▶ Requirement: Starting at the line that contains "Kindly outline every instance of the table" and ending at the last line of the records below, write those lines out again with "table leg" switched to "chair leg". Leave everything else the same.

▶ Input data:
----------
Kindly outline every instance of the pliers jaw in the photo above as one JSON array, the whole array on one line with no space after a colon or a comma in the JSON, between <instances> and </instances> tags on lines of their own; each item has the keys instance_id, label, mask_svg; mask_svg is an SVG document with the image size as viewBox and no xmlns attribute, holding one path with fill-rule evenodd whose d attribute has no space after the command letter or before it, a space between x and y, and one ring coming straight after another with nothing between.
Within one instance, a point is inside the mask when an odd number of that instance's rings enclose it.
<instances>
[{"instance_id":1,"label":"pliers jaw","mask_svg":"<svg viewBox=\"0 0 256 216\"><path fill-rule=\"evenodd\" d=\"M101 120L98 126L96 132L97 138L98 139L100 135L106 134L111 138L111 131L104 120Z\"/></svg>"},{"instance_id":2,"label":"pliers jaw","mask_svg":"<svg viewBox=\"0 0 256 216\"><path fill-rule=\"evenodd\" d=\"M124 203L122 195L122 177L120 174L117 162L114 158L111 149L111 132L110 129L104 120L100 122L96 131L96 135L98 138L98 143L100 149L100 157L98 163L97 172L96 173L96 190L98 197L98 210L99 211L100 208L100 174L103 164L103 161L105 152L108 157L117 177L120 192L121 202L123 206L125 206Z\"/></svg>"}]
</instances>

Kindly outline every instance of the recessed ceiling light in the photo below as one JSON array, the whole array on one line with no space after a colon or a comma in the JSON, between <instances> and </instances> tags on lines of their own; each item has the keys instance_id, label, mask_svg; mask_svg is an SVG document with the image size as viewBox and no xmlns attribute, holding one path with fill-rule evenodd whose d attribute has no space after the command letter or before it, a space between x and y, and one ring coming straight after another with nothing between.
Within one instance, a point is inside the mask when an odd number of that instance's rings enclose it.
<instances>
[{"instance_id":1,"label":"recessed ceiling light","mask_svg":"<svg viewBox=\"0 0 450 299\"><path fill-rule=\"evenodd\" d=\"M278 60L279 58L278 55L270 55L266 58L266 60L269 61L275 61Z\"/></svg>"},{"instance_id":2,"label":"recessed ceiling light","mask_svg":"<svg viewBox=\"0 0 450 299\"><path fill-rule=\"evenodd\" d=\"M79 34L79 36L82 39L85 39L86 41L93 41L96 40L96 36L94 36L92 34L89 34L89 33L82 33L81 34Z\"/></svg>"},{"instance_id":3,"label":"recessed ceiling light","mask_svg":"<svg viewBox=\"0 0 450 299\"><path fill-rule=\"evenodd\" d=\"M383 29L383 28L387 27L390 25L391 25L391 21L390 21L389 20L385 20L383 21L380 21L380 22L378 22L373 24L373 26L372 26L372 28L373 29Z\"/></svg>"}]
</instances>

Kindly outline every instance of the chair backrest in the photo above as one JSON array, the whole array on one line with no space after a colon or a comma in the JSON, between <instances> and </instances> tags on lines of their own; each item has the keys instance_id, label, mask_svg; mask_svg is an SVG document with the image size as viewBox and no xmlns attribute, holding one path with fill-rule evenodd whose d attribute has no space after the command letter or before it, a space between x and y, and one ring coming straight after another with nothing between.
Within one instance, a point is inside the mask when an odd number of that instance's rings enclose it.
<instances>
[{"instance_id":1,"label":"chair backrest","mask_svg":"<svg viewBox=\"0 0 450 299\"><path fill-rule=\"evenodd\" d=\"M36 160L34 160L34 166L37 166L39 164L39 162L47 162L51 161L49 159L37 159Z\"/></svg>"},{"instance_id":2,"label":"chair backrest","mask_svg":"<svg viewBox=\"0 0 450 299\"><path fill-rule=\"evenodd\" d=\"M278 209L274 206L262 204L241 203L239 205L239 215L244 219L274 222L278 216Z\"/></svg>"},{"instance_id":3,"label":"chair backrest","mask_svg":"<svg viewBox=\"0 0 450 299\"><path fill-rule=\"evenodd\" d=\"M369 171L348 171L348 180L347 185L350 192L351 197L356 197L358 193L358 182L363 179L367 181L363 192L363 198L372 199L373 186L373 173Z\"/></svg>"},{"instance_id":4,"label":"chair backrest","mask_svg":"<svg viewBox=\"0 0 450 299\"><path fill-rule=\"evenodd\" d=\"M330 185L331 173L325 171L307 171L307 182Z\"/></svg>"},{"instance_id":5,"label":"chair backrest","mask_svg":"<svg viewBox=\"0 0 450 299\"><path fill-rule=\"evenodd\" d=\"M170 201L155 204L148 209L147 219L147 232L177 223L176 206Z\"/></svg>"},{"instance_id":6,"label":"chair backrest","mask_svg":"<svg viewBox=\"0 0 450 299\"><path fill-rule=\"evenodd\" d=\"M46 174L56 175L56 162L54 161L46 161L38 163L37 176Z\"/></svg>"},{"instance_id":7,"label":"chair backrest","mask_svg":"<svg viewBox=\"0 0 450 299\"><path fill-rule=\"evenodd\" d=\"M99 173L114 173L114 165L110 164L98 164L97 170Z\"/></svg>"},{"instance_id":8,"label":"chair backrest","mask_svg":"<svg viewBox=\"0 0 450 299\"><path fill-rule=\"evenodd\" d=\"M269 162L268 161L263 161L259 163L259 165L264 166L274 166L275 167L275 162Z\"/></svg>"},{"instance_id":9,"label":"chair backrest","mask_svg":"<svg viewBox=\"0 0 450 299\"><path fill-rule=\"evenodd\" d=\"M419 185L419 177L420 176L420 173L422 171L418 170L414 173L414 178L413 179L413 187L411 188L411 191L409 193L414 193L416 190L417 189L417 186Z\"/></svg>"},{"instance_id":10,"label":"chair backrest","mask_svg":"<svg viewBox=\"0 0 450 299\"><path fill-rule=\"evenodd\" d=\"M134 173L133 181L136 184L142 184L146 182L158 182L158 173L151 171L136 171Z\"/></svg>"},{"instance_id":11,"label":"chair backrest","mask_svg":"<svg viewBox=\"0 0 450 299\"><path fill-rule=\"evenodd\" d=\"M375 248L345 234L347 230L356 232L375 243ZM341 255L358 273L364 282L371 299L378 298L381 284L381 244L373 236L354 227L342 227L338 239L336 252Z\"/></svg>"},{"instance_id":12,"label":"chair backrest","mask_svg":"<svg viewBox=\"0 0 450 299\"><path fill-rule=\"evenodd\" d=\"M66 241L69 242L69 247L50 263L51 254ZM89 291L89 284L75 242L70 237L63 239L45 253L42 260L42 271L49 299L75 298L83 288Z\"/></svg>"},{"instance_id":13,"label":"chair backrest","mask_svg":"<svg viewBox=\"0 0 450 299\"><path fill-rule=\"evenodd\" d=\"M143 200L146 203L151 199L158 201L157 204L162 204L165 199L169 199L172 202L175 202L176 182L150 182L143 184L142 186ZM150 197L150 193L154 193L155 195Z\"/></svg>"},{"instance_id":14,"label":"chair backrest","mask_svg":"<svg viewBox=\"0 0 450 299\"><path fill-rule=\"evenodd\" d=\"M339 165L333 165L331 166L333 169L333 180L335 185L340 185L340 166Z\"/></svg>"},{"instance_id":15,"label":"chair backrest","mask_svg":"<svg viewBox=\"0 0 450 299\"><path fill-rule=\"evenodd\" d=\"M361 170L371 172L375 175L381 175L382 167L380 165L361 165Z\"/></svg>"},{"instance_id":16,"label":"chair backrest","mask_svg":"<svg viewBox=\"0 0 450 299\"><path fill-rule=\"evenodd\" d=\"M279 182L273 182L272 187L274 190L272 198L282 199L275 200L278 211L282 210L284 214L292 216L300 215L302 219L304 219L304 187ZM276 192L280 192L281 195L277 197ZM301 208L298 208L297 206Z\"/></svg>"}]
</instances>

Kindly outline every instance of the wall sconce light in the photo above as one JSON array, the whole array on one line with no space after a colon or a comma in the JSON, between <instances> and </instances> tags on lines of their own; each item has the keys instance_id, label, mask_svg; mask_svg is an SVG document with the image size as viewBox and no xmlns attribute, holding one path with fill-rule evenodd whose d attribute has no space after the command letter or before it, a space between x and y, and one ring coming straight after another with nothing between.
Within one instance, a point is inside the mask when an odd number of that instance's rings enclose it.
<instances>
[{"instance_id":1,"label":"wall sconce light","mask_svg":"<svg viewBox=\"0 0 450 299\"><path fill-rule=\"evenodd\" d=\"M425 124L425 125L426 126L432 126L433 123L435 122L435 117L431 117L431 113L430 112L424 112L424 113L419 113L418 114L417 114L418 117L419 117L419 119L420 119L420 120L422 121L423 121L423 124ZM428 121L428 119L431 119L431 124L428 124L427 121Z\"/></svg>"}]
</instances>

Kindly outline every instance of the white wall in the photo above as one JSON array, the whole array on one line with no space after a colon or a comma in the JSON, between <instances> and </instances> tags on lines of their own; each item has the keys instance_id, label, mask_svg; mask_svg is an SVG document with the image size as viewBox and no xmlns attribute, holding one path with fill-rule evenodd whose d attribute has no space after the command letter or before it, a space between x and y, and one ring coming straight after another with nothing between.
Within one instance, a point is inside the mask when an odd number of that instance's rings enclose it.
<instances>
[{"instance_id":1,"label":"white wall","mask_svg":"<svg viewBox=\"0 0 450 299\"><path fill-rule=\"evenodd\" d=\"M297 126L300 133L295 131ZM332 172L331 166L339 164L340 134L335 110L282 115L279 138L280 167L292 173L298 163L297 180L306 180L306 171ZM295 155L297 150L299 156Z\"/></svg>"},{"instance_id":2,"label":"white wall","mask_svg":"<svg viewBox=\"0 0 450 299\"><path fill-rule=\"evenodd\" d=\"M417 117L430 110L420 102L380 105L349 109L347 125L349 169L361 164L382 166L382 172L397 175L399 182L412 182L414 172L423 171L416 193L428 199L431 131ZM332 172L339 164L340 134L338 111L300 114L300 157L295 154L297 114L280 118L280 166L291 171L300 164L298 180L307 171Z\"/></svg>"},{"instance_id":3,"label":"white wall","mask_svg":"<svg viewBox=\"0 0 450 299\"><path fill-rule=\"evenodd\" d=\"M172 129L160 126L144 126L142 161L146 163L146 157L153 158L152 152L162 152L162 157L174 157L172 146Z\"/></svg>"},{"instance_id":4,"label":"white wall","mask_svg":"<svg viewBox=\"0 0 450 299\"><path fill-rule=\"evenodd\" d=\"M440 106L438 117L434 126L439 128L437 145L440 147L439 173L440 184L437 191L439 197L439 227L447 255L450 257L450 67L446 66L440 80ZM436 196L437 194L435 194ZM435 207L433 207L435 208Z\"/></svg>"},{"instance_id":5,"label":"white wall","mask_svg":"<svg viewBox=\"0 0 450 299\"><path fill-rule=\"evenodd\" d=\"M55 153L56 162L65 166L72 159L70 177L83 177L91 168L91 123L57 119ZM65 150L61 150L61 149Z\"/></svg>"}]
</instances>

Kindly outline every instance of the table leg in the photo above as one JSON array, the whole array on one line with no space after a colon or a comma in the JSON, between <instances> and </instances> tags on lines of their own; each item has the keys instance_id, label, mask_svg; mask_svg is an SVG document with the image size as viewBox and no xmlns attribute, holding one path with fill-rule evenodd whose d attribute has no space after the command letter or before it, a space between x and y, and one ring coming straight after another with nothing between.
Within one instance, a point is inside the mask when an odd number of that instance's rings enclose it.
----------
▶ Problem solution:
Kindly outline every instance of the chair leg in the photo above as one JSON array, the whole array on one line with no space after a colon or a comma in the JSON, between <instances> and </instances> tags on lines of their own; each item has the keys instance_id, label, mask_svg; mask_svg is an SVG document with the image size as viewBox and no xmlns attribute, holding one path with fill-rule evenodd whose d attribute has no space after the command letter or before it, a space between x and y, and one ring coming straight after another with nothing between.
Within one instance, a point is inside the mask when an odd number of that instance's rings enclose it.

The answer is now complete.